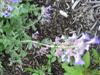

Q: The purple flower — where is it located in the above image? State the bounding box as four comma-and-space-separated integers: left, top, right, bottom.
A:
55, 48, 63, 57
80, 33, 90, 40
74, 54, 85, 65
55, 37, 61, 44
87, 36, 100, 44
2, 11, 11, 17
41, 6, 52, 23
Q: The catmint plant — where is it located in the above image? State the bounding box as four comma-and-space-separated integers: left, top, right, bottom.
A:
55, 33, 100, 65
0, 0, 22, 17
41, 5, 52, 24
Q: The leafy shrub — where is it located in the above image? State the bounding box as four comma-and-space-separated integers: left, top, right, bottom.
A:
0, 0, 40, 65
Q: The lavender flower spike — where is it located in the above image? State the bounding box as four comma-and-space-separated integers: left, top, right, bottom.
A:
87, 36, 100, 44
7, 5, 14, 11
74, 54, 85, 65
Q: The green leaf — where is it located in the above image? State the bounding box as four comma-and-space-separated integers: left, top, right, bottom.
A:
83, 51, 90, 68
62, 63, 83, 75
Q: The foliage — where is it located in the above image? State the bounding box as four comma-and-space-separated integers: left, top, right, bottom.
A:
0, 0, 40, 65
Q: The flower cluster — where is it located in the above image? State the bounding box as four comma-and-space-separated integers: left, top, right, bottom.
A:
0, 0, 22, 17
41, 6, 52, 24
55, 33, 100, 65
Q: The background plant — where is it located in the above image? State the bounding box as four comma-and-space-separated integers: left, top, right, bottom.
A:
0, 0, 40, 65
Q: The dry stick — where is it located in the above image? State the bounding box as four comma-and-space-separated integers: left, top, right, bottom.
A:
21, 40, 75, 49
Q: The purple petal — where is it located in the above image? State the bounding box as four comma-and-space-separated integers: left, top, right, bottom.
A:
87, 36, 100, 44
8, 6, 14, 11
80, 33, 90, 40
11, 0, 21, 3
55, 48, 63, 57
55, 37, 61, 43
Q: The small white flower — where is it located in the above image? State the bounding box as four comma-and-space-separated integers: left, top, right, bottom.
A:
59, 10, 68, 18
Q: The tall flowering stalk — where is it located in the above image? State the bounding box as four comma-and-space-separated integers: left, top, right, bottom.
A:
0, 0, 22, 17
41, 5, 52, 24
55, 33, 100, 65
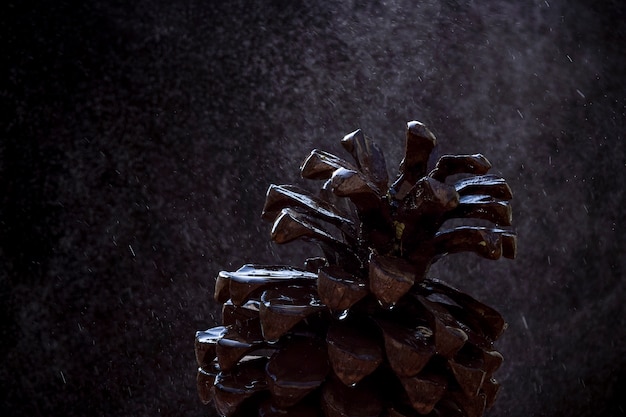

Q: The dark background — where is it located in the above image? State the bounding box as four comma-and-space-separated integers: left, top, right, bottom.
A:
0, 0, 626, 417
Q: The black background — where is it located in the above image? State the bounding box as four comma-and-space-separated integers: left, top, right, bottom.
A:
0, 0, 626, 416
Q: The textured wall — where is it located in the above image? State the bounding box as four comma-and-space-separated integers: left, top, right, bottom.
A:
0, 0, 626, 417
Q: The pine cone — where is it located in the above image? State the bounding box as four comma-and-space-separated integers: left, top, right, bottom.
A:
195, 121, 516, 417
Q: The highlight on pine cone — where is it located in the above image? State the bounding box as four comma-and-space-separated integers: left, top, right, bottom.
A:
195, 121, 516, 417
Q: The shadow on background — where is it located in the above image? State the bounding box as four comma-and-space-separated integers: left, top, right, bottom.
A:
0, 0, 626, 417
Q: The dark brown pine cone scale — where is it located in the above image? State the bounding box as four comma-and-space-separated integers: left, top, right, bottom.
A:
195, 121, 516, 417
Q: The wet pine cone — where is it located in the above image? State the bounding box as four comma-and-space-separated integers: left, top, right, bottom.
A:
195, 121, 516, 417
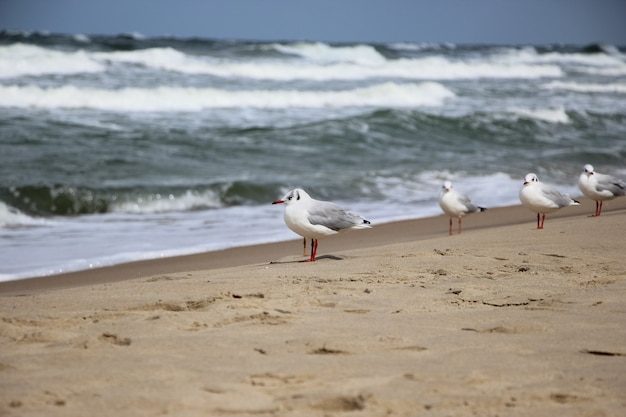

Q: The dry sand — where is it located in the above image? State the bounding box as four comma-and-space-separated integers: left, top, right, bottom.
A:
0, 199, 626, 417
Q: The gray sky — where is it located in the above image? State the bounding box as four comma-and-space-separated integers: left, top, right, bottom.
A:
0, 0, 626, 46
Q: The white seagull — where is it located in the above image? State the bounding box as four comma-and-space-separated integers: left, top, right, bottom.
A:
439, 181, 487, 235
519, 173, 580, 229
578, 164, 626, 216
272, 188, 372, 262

--

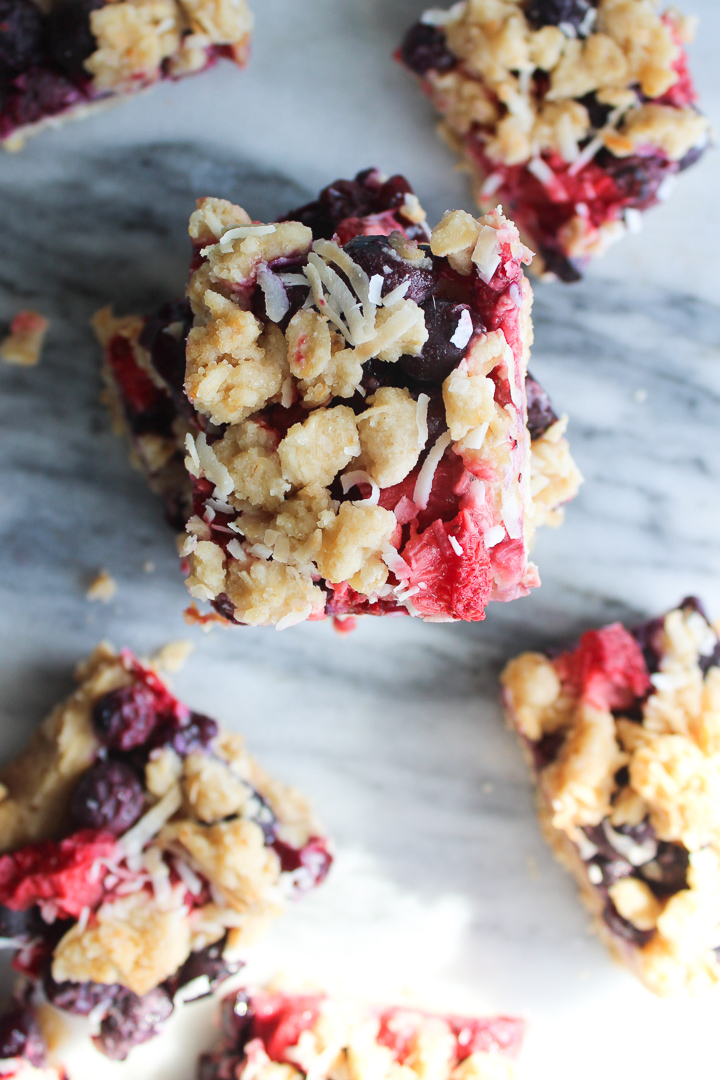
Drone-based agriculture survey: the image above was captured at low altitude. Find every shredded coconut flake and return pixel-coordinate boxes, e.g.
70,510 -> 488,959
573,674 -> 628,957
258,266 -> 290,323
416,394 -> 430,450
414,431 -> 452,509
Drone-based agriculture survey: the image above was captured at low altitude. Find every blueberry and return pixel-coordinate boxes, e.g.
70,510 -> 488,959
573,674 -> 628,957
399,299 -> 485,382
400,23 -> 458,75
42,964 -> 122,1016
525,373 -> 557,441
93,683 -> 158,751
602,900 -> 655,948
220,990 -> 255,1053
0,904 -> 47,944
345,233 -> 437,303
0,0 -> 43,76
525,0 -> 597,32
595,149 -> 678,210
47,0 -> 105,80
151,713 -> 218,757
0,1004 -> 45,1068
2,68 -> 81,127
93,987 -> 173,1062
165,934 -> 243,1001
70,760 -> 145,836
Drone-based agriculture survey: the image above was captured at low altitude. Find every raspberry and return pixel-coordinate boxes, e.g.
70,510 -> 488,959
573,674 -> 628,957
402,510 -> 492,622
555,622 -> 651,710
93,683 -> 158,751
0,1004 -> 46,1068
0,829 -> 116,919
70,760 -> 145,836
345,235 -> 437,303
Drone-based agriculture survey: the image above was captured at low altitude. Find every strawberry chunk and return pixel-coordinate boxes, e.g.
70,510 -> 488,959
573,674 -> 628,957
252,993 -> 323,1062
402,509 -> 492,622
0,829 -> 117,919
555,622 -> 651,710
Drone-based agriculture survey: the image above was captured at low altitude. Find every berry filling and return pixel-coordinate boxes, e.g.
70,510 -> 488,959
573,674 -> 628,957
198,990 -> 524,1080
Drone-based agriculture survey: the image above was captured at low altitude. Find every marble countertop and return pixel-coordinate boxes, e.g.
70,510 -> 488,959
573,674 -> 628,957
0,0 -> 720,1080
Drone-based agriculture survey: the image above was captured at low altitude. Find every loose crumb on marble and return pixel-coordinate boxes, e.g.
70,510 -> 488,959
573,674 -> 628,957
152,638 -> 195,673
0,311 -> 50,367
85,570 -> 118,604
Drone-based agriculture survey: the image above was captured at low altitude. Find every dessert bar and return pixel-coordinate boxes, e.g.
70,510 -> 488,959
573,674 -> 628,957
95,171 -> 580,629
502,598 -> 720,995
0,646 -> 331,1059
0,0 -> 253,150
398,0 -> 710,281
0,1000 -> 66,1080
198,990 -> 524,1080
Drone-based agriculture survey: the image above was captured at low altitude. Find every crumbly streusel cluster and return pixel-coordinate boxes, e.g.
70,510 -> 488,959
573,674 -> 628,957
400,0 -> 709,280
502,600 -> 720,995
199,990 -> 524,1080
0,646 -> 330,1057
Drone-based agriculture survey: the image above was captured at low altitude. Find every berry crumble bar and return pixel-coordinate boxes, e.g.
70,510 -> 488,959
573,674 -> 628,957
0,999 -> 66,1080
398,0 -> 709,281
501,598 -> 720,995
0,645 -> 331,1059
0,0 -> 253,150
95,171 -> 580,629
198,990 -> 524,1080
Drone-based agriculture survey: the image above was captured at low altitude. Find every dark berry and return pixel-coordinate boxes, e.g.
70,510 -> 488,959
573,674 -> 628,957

#### What to produce
Please copy the rows above verbatim, starting at the line that contains "Q: The purple petal" and stopping after the line that contains "55, 37, 61, 43".

#### Exercise output
Q: The purple petal — where is it located in the above image? State the bounding box as four comma-and-space-separated integers: left, top, right, bottom.
A:
87, 36, 100, 44
8, 6, 14, 11
80, 33, 90, 40
11, 0, 21, 3
55, 48, 63, 57
55, 37, 61, 43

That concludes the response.